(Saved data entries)
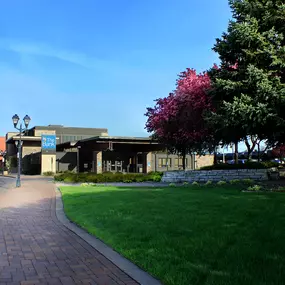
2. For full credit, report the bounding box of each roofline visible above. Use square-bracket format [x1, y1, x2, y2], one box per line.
[79, 136, 158, 144]
[32, 125, 108, 131]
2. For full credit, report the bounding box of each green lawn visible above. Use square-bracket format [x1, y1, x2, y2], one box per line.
[60, 185, 285, 285]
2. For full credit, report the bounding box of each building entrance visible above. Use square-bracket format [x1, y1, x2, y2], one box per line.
[103, 160, 123, 172]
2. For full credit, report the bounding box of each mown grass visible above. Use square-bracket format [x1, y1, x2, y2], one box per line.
[60, 185, 285, 285]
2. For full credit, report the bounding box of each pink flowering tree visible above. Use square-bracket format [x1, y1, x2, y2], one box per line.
[145, 68, 214, 169]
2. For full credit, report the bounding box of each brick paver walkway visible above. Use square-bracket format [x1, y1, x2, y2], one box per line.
[0, 177, 139, 285]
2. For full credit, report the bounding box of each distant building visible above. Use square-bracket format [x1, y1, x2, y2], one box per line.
[5, 125, 214, 174]
[0, 136, 6, 168]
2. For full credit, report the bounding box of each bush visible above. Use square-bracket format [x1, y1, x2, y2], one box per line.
[169, 183, 176, 187]
[43, 171, 55, 176]
[242, 179, 254, 185]
[200, 161, 272, 170]
[247, 185, 262, 191]
[230, 179, 241, 185]
[205, 180, 213, 186]
[54, 172, 163, 183]
[183, 182, 189, 186]
[217, 180, 227, 186]
[192, 181, 199, 186]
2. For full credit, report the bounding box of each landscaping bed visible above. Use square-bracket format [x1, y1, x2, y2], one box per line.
[60, 184, 285, 285]
[54, 171, 163, 183]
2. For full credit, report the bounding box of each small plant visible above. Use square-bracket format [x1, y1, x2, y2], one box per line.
[243, 179, 254, 185]
[123, 179, 132, 183]
[169, 183, 176, 187]
[183, 182, 189, 186]
[217, 180, 226, 186]
[43, 171, 55, 176]
[247, 184, 262, 191]
[81, 183, 89, 187]
[192, 181, 199, 186]
[205, 180, 212, 186]
[230, 179, 241, 184]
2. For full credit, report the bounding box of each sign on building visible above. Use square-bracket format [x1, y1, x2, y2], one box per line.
[41, 135, 56, 154]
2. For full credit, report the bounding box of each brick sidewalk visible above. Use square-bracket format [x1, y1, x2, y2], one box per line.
[0, 177, 139, 285]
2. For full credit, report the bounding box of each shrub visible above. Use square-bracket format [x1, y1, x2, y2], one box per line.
[81, 183, 89, 187]
[247, 184, 262, 191]
[169, 183, 176, 187]
[183, 182, 189, 186]
[205, 180, 212, 186]
[262, 161, 280, 169]
[54, 172, 164, 184]
[200, 161, 273, 170]
[230, 179, 241, 185]
[43, 171, 55, 177]
[217, 180, 226, 186]
[192, 181, 199, 186]
[242, 179, 254, 185]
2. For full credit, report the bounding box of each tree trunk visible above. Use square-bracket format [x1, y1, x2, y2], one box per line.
[182, 150, 186, 170]
[257, 142, 261, 162]
[234, 142, 239, 164]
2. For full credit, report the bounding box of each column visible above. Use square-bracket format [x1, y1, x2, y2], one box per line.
[93, 151, 102, 174]
[146, 152, 153, 173]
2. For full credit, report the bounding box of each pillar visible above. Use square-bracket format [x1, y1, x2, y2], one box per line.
[146, 152, 153, 173]
[41, 154, 56, 174]
[93, 151, 102, 174]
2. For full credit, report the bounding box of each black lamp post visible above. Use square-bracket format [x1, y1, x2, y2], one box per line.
[12, 114, 31, 187]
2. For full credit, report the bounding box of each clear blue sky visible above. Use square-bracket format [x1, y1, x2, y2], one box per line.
[0, 0, 231, 137]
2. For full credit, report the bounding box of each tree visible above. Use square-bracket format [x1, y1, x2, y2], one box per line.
[145, 69, 214, 169]
[271, 145, 285, 161]
[208, 0, 285, 161]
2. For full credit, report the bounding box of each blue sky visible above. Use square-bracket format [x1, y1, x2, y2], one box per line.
[0, 0, 231, 137]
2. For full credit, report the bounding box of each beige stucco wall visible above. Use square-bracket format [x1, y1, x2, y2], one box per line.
[195, 154, 214, 169]
[146, 152, 152, 173]
[95, 151, 102, 174]
[35, 129, 56, 136]
[41, 154, 56, 174]
[22, 146, 41, 157]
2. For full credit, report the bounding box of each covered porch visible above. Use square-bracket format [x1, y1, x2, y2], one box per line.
[56, 136, 164, 174]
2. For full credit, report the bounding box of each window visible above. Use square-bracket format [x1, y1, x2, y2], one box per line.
[175, 158, 188, 168]
[158, 158, 172, 168]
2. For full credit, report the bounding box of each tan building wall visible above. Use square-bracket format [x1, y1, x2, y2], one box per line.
[146, 152, 152, 173]
[22, 146, 41, 157]
[41, 154, 56, 174]
[35, 129, 56, 137]
[195, 154, 214, 169]
[94, 151, 102, 173]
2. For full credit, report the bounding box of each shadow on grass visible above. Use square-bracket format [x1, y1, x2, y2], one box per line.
[60, 185, 285, 285]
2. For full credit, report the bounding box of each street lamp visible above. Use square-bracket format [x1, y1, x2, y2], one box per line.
[12, 114, 31, 187]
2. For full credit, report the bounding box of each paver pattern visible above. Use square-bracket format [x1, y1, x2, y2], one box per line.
[0, 177, 139, 285]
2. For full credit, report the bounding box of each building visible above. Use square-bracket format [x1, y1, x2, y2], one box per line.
[0, 136, 6, 169]
[5, 125, 213, 174]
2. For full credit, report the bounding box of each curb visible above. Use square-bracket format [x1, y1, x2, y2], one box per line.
[55, 187, 162, 285]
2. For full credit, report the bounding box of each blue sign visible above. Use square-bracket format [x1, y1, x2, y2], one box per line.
[41, 135, 56, 151]
[147, 162, 151, 167]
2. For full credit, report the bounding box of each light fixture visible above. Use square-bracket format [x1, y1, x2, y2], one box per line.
[23, 115, 31, 128]
[12, 114, 19, 128]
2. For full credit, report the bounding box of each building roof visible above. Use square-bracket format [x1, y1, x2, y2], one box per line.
[6, 136, 42, 144]
[56, 135, 159, 150]
[31, 125, 108, 132]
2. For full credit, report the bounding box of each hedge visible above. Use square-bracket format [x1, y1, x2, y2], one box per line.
[200, 161, 280, 170]
[54, 171, 163, 183]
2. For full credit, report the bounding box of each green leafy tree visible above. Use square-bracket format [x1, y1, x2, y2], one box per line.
[208, 0, 285, 161]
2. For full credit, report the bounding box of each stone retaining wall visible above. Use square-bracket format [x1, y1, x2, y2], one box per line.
[162, 169, 268, 183]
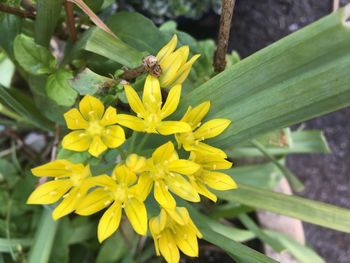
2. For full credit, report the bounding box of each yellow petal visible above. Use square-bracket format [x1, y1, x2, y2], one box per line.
[102, 125, 125, 148]
[100, 106, 119, 126]
[154, 180, 176, 209]
[76, 188, 113, 216]
[52, 187, 80, 220]
[126, 154, 146, 173]
[124, 85, 147, 118]
[202, 171, 237, 190]
[62, 131, 91, 152]
[79, 95, 105, 121]
[124, 198, 148, 236]
[91, 174, 117, 189]
[156, 35, 178, 61]
[190, 152, 232, 170]
[149, 210, 167, 236]
[177, 46, 190, 65]
[88, 135, 107, 157]
[164, 207, 189, 226]
[174, 225, 199, 257]
[98, 201, 122, 243]
[142, 75, 162, 113]
[63, 108, 88, 130]
[194, 119, 231, 140]
[149, 218, 161, 256]
[191, 142, 227, 158]
[117, 114, 146, 132]
[191, 179, 217, 202]
[167, 159, 200, 175]
[31, 160, 84, 178]
[152, 141, 176, 164]
[129, 173, 153, 201]
[157, 121, 191, 135]
[158, 229, 180, 263]
[27, 180, 72, 204]
[112, 165, 137, 186]
[171, 54, 200, 87]
[182, 101, 210, 129]
[159, 51, 183, 87]
[161, 85, 181, 119]
[165, 173, 200, 203]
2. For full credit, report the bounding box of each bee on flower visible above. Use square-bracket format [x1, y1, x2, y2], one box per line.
[62, 95, 125, 157]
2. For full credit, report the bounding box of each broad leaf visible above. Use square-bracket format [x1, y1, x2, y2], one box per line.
[14, 34, 56, 75]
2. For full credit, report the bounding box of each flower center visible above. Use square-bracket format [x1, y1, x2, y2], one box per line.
[145, 113, 160, 133]
[86, 121, 104, 137]
[177, 132, 195, 146]
[114, 185, 127, 202]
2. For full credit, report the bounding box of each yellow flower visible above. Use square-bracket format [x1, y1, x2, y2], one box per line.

Task requirements:
Write out exactly each line of the entries, starting at the one containing "each yellow petal" and finishing with the last line.

The completed task:
2. For full credit, report the bounding box of each yellow petal visible above. Use square-bracket format [x1, y1, x2, y2], one box per line.
[102, 125, 125, 148]
[100, 106, 119, 126]
[154, 180, 176, 209]
[76, 188, 113, 216]
[52, 187, 80, 220]
[126, 154, 146, 173]
[124, 85, 147, 118]
[202, 171, 237, 190]
[62, 131, 91, 152]
[79, 95, 105, 121]
[124, 198, 148, 236]
[91, 174, 117, 189]
[156, 35, 178, 61]
[190, 152, 232, 170]
[149, 210, 167, 236]
[177, 46, 190, 65]
[88, 135, 107, 157]
[164, 207, 189, 226]
[174, 225, 199, 257]
[98, 201, 122, 243]
[142, 75, 162, 113]
[63, 108, 88, 130]
[194, 119, 231, 140]
[149, 218, 161, 256]
[191, 142, 227, 158]
[117, 114, 146, 132]
[191, 179, 217, 202]
[167, 159, 200, 175]
[31, 160, 84, 178]
[152, 141, 176, 164]
[129, 173, 153, 201]
[157, 121, 191, 135]
[158, 229, 180, 263]
[27, 180, 72, 204]
[112, 165, 137, 186]
[171, 54, 200, 87]
[182, 101, 210, 129]
[159, 51, 183, 87]
[161, 85, 181, 119]
[165, 173, 200, 203]
2. For full credit, report the bounding box of each bee on flower visible above. Use square-bracket format [x1, y1, x2, y2], one box per line.
[62, 95, 125, 157]
2. For full credit, report the bounding box of each broad leaf visible above. Use square-bracket format [x1, y1, x2, y2], one box per line.
[14, 34, 56, 75]
2. For full credit, report the bounding box of each flower center visible above. Use square-bracket format [x1, y1, x2, y2], one box per line.
[145, 113, 160, 133]
[86, 121, 104, 137]
[177, 132, 195, 146]
[114, 185, 127, 202]
2. For full credit, report the bounding box of each yellow flower visible above. Use square-bracket format [x1, y1, x2, y2], one box per line.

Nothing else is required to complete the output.